SELECTED EXCERPT
↓

New York’s starting lineup is somehow both the most-used and second-least-successful in the NBA. Meanwhile, a reserve unit highlighted by the likes of Derrick Rose and Immanuel Quickley continues to thrive.

Getty Images/Ringer illustration

After a red-hot 5-1 start that threatened to make “Bing Bong” the new motto of New York City, the Knicks have more or less settled into the team we expected them to be heading into the season. They’re better on offense after adding Kemba Walker and Evan Fournier, tied for ninth in the NBA in points scored per possession thanks to a newfound commitment to hoisting 3-pointers; 39.9 percent of their shots have come from beyond the arc, up from 32 percent last season. They’ve dipped down to 17th in defensive efficiency, though, due partly to the new backcourt’s inability to match the on-ball effectiveness of ex-starters Reggie Bullock and Elfrid Payton.

That simultaneous rise and fall has Tom Thibodeau’s team looking like the photo negative of last year’s squad, which rode an elite defense and a shocking All-NBA turn from Julius Randle to the East’s no. 4 seed. The Knicks enter Tuesday’s meeting with the LeBron James–less Lakers in ninth place at 9-8, with a winning percentage and efficiency differential suggesting they’re somewhere between a 43- and 46-win team—a little above average, but not a real contender. Which, again, seems about right, given both the quality of the previous roster and the moves they made this summer.

The devil’s in the details, though, and zooming in on those reveals a team that has cratered since that hot start. After a tough road loss to the evidently-for-real Bulls on Sunday, New York has lost seven of its last 11 games, with a bottom-10 offense in November. Their last four Ws have come against the Bucks without Khris Middleton and Brook Lopez (and with Jrue Holiday on a minutes restriction); the 76ers without Joel Embiid, Tobias Harris, and Matisse Thybulle; the Pacers, who snatched defeat from the jaws of victory by shooting 2-for-20 in the fourth quarter; and the league-worst Rockets, whom the Knicks barely squeaked past with a 17-4 fourth-quarter run. The Magic are 2-13 against the rest of the NBA; they are 2-1 against the Knicks.

There hasn’t been much joy at Madison Square Garden of late, with the Knicks repeatedly getting themselves stuck in the mud. Watching them calls to mind the old adage: If you want to get out of the hole, first you need to put down the shovel. In New York’s case, that means finding a way to shake up a starting five—Walker and Fournier in the backcourt, Julius Randle and RJ Barrett at forward, Mitchell Robinson in the middle—that has been outscored by a staggering 87 points in 270 minutes, making it both the most frequently used and second-least-successful lineup in the entire NBA.

The bulk of the damage has come on defense: The Knicks’ new-look starting lineup is allowing 119.9 points per 100 possessions outside of garbage time, according to Cleaning the Glass—an execrable level of point prevention that, if representing the whole team, would slot in several sub-basements below the Grizzlies’ last-place defense.

↑

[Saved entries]

↓

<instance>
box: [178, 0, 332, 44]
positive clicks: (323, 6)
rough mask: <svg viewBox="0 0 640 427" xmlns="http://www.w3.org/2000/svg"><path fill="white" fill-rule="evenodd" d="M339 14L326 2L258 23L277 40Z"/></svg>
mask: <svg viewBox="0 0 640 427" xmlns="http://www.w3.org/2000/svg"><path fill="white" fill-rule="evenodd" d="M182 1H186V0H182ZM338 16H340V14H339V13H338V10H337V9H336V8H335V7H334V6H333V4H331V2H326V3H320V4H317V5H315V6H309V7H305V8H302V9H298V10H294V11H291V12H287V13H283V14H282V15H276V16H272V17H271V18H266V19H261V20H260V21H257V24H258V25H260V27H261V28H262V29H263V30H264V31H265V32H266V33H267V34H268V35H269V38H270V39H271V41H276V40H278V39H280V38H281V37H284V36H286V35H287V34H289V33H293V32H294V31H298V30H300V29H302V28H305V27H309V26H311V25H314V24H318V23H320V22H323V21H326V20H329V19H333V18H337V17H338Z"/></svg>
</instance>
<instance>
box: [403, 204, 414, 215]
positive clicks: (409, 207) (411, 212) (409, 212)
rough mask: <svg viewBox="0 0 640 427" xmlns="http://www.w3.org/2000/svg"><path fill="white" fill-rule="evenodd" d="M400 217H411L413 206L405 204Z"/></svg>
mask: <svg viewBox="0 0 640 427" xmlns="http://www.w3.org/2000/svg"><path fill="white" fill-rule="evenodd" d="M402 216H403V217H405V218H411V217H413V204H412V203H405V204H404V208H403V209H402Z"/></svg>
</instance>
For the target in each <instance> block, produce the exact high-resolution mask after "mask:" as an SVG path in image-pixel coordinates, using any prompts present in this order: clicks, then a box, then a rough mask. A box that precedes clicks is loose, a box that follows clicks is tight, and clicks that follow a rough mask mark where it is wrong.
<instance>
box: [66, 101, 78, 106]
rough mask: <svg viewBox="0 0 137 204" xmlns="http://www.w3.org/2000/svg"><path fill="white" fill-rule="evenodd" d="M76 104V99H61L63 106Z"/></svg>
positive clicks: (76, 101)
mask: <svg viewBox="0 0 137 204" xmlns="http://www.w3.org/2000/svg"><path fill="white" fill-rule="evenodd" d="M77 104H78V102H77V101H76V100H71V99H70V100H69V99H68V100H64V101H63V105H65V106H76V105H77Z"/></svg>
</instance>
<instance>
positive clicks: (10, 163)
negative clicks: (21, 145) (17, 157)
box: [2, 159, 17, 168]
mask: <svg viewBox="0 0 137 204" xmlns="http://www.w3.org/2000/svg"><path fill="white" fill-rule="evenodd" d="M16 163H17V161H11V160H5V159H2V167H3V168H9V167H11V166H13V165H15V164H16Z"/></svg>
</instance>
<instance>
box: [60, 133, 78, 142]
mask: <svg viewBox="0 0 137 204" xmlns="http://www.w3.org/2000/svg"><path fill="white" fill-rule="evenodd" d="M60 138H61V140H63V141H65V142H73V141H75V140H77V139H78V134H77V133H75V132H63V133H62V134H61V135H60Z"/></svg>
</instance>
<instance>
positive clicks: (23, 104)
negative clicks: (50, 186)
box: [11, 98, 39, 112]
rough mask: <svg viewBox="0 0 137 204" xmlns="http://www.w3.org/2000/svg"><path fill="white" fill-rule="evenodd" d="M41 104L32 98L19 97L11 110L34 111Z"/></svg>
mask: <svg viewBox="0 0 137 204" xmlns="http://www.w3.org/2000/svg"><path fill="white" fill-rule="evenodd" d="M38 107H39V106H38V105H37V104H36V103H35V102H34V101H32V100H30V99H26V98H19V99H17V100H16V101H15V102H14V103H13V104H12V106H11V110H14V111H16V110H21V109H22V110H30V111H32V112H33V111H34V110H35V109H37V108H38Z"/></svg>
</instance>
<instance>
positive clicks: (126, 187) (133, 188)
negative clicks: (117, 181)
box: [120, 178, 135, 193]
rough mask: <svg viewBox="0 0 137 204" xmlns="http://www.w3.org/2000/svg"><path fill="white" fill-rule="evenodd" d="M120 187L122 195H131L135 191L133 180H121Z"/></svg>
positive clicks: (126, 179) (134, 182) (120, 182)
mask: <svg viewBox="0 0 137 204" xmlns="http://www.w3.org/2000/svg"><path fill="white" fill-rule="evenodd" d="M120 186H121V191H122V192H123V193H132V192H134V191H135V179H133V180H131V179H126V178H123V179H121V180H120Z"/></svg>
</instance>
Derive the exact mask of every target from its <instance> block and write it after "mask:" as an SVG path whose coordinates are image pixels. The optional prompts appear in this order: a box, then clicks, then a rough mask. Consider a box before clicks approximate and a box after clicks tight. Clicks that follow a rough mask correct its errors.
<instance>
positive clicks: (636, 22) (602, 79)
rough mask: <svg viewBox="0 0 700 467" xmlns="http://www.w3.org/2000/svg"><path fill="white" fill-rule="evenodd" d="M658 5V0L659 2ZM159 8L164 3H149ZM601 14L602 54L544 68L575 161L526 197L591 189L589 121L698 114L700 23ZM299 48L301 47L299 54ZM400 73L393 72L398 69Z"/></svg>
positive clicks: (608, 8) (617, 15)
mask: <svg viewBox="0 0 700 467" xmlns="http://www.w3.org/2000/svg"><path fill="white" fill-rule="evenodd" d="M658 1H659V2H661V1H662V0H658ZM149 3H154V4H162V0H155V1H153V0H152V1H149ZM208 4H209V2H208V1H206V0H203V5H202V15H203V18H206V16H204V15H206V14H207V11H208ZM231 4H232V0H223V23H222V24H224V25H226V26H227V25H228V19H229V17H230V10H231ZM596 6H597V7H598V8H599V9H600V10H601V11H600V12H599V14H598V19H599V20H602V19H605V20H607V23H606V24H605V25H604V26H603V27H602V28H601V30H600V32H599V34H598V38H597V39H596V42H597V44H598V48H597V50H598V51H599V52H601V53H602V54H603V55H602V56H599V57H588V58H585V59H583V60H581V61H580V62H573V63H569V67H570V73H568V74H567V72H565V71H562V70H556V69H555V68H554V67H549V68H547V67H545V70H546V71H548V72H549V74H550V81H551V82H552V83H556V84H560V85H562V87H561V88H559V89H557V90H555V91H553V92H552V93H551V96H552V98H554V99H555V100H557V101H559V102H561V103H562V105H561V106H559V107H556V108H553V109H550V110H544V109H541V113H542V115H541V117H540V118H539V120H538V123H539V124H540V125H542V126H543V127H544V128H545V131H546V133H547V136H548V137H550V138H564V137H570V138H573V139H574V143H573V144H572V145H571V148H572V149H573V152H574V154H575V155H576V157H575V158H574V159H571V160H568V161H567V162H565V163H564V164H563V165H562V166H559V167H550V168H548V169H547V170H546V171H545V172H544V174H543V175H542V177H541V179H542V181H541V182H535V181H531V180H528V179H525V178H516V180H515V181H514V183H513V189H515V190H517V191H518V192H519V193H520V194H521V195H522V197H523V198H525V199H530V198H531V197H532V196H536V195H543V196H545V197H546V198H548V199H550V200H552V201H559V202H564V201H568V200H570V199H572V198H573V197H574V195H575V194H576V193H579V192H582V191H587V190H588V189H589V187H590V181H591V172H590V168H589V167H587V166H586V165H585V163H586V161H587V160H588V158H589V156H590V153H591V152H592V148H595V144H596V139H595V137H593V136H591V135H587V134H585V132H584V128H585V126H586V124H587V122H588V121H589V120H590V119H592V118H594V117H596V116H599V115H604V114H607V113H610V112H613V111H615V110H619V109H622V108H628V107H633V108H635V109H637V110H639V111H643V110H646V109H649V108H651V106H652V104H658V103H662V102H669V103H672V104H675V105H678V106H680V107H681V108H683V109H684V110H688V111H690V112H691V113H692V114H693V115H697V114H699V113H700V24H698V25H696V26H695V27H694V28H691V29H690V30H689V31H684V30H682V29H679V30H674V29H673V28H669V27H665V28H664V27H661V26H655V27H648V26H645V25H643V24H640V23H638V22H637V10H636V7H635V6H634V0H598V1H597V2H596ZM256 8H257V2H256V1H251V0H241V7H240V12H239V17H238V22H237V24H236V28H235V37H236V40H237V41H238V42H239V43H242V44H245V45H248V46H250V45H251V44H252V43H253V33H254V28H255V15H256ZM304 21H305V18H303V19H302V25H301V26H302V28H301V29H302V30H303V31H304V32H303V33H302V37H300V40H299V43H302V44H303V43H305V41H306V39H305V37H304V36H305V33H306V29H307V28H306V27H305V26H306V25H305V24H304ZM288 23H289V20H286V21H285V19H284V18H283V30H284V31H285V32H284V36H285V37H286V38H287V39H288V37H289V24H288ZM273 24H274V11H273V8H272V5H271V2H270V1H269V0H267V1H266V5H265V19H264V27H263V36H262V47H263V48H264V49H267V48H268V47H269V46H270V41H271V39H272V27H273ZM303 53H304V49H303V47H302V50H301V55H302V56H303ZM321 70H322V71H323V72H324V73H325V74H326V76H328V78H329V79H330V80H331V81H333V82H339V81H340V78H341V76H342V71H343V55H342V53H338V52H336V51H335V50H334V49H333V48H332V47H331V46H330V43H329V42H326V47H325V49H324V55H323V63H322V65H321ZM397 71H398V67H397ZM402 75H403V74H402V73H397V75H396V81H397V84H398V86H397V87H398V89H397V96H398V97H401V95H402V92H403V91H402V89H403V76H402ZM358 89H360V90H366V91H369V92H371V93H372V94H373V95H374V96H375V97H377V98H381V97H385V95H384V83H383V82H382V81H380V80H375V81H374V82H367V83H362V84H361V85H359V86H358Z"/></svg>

↑

EXERCISE AIM
Continue the article on the Knicks' struggling starting lineup from the point where it ends. You won't need the data above for this.

ANSWER BELOW
The starters give up a ton of 3-pointers—nearly 42 long balls per 48 minutes, accounting for just under 45 percent of opponents’ total shot attempts—and those shots are finding the bottom of the net at a scorching 41.6 percent clip. That number’s likely to come down some, just by virtue of the variable nature of long-distance shooting. It’s not wholly artificial, though.

Like Trae Young’s Hawks did in the playoffs, opponents have had success manipulating and exploiting the Knicks’ preferred coverage. You beat the tip-of-the-spear defender on the perimeter; you get into the teeth of the defense; you draw help from the low man responsible for covering the corner; you spray the ball out to an open shooter. Lather, rinse, repeat.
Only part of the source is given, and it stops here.